REQUIRED WORK: Continue the speech excerpt on the housing of women prisoners in the men's section of the prison, starting right after its last sentence.

DOCUMENT EXCERPT:

--- START ---

Secondly, the minister seems to have lost all interest in the issue. At the next opportunity to spend new money on the facility, he has spent it on a male-focused, outside-the-walls facility. While prisoner reintegration and justice reinvestment is a concept that I support, the longer I have pondered this decision the more concerned I have become that there is no attempt to get the women back into purpose-designed and properly separated facilities from the men.

My concerns have been borne out by several occurrences which have come to light since the announcement in February by the minister of how he would spend the additional money he has been allocated in this year’s budget. Let us recap where the women prisoners currently live. They are housed in the male section of the prison, in one of the newer, maximum security cell blocks designed for men and in close proximity to them. The reason that the women were moved into this section of the prison was that, prior to this move, a contingent of women were housed for months and months in solitary confinement, known as the management unit. Some women were even being housed in beds in the health unit which were meant to be available for health treatment.

The management unit is designed for a different purpose. It is the facility where male inmates, predominantly, are put when they are in danger of harming each other, or sometimes when they are in danger of harming themselves. It is a single-storey unit of cells, with guards having a good view of almost the entirety of their cells through windows, including the toilets and showers, which do not even have a curtain on them.

This facility is not designed for women. Being moved into the men’s section was probably a slight improvement on it, because of the larger common area available. But there are many issues with the new accommodation. There is not a set group of guards who form an understanding of the women detainees, and there probably are not enough women guards, either.

--- END ---

PROVIDED MATERIAL:
--- START ---

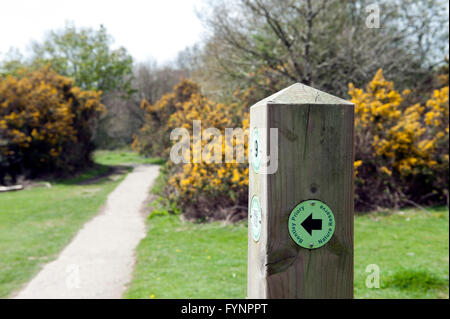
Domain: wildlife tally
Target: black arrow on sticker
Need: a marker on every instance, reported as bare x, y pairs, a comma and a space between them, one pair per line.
310, 224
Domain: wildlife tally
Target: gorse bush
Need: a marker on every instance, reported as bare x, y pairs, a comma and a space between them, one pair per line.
46, 124
401, 148
210, 189
154, 136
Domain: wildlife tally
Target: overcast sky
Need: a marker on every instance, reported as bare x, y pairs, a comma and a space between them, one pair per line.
146, 28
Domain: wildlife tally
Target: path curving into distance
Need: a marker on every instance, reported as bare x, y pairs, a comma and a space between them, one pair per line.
99, 261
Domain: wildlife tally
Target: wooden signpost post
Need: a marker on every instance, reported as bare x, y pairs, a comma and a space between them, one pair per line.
300, 241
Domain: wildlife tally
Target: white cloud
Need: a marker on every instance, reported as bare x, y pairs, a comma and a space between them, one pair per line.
147, 28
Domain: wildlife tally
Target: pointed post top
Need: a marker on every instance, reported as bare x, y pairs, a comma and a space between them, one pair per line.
302, 94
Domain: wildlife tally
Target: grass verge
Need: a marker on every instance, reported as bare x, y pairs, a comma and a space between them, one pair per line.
186, 260
37, 223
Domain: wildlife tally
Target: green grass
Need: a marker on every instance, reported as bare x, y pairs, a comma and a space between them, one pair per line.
37, 223
186, 260
411, 249
123, 157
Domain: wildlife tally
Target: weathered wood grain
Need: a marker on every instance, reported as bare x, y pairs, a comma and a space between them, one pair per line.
315, 161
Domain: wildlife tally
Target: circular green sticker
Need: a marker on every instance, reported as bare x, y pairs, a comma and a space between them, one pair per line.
255, 218
255, 150
311, 224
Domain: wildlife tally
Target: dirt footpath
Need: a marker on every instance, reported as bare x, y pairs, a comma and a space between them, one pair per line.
99, 261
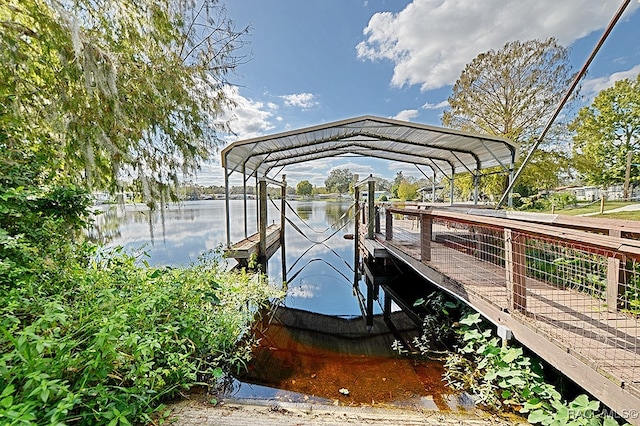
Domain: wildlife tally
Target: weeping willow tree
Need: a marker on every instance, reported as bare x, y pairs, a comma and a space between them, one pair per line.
109, 94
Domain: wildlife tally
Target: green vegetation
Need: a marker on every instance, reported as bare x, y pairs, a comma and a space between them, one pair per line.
304, 188
607, 136
89, 336
407, 191
116, 95
512, 92
502, 377
499, 377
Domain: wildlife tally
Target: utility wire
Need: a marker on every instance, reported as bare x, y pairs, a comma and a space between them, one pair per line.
576, 80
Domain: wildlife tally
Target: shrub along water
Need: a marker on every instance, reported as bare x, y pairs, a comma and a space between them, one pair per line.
498, 376
89, 336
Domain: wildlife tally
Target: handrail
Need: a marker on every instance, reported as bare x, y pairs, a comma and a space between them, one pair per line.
612, 243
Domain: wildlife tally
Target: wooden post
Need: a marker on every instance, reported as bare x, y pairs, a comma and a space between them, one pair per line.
283, 209
371, 196
356, 237
613, 282
515, 267
426, 226
370, 296
262, 219
386, 311
388, 226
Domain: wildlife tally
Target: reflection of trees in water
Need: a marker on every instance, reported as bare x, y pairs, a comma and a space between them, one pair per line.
106, 225
335, 214
304, 211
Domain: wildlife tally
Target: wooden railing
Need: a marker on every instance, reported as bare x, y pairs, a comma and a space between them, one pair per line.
579, 289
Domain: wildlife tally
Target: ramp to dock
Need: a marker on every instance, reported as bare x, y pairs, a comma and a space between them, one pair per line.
243, 250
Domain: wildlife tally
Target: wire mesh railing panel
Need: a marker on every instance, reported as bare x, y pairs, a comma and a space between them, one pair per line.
583, 296
473, 255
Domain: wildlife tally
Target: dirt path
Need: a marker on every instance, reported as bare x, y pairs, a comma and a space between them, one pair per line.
260, 413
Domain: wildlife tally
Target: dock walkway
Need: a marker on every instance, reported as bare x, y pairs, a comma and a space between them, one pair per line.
565, 295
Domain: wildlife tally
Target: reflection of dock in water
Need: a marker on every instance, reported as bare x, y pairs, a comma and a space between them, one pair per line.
245, 249
324, 356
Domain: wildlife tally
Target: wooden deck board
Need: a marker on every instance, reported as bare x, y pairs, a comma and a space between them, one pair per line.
244, 249
579, 323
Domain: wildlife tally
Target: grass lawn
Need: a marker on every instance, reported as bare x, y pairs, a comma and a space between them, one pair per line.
595, 208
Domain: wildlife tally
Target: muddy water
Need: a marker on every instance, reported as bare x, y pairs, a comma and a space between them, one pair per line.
316, 348
341, 362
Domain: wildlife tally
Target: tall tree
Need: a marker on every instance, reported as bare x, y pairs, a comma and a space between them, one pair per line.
511, 92
304, 188
339, 180
607, 135
114, 92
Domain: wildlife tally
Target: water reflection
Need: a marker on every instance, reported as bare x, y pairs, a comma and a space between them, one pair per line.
320, 293
180, 233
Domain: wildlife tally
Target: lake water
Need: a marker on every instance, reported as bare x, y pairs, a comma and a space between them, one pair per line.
292, 364
320, 261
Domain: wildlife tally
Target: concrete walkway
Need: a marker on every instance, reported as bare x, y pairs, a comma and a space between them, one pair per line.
629, 208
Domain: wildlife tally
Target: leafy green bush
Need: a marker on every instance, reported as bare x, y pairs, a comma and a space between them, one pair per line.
89, 336
122, 339
503, 377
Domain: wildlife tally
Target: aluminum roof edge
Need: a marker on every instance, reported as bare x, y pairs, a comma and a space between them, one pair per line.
511, 146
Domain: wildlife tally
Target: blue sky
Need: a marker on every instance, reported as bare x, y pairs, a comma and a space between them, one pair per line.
316, 61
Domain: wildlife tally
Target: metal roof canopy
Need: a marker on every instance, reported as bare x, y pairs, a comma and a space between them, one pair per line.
370, 136
438, 148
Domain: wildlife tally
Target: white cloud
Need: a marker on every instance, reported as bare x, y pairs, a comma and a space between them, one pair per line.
407, 114
300, 100
431, 41
439, 105
249, 118
592, 87
304, 291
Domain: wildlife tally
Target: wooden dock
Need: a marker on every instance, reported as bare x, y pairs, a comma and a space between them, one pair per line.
581, 333
243, 250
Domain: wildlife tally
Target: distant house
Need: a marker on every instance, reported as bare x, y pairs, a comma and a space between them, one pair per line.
376, 195
593, 193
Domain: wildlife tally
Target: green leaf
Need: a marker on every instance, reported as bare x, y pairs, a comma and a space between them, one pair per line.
471, 319
538, 416
609, 421
7, 401
218, 373
512, 354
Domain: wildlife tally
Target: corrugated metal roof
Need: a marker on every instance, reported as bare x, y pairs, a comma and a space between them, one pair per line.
371, 136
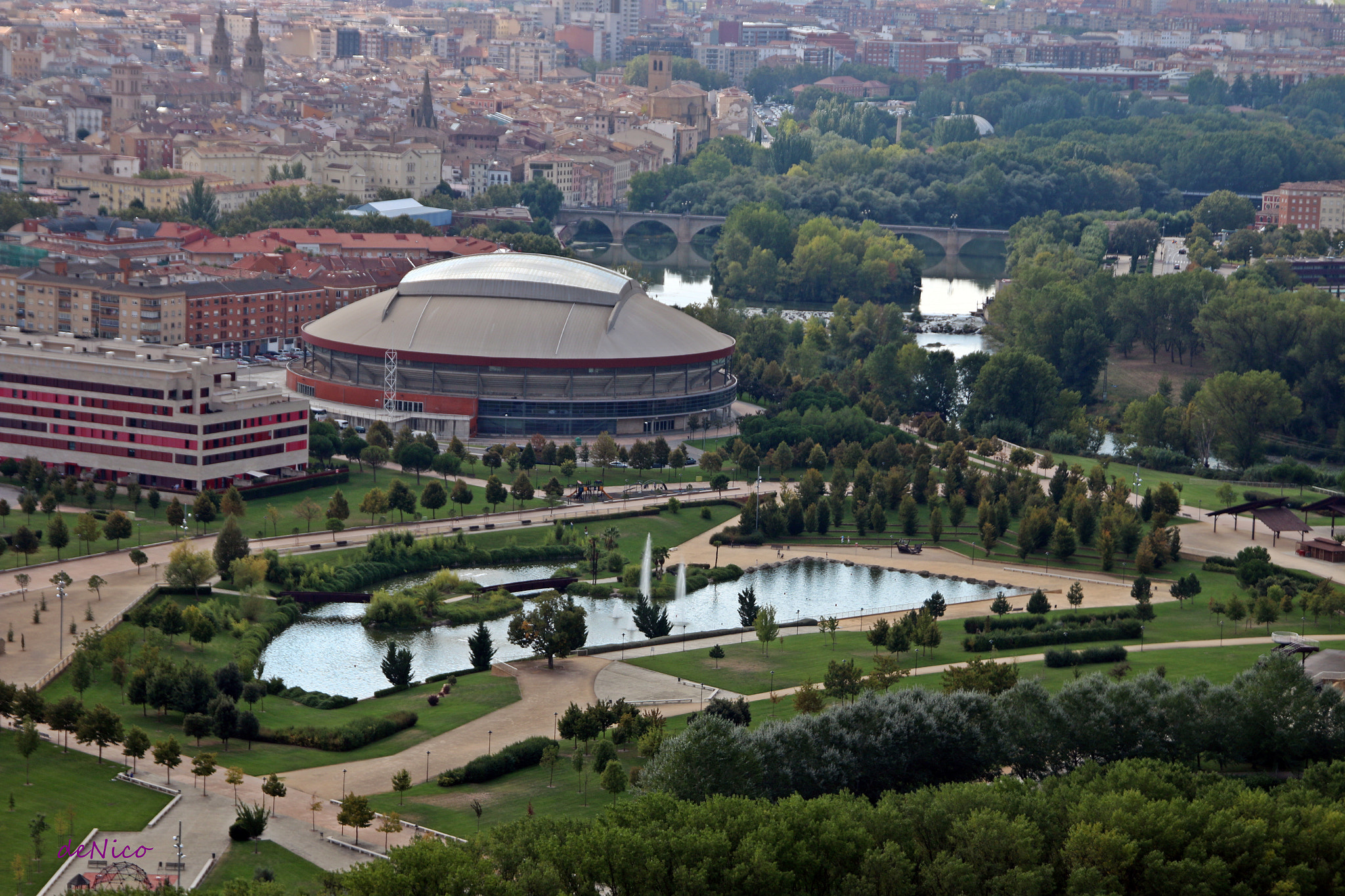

--- END ---

ANSWER TO THIS EXERCISE:
There are line of sight issues, where the men can see the women as they move about outside the cell block. Due to the proximity of the women’s accommodation to all of the male prisoners, there is constant catcalling, goading and yahooing at the women. It has been reported to me that at least one woman has seen her rapist, who was in a nearby yard when she was moving around the facility. Many women in our prison and in prisons across the world are also victims of crime, and I have a real problem with victims being so close to their attackers. The Inspector of Correctional Services has spoken of the likelihood of re-traumatisation as a result of this.

Three women have escaped from their so-called secure compound, one of them to meet up with a male detainee in a restricted area, with one of them allegedly hanging back to engage in sex with him. They were out of sight for 14 minutes, unbeknownst to the guards. This was able to occur because of the initially inadequate fencing of the women’s outdoor area and the fact that they are now in amongst the men.